_About this exercise_:
Look through the records below for the line with "Query: fairy chimney rock formation" and the line with "Query: dark window", then return those lines and all lines between, exactly.

_Records shown_:
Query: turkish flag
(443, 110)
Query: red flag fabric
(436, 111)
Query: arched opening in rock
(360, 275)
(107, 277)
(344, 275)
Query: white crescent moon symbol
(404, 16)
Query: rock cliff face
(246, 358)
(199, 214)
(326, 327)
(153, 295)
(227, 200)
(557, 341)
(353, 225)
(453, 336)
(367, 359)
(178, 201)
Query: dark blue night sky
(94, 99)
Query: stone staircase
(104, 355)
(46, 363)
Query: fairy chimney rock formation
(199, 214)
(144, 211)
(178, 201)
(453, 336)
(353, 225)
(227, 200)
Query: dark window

* * *

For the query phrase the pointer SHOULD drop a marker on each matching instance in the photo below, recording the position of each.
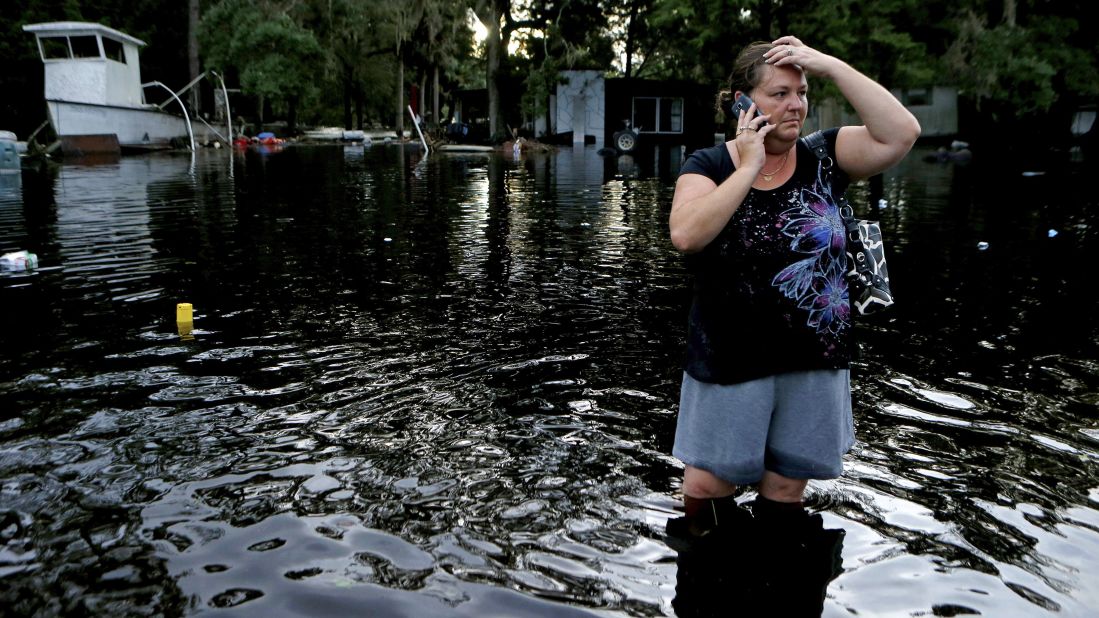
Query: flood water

_Result of the task_:
Query: fairy chimney rock formation
(199, 214)
(144, 211)
(178, 201)
(453, 336)
(353, 225)
(227, 200)
Query: dark window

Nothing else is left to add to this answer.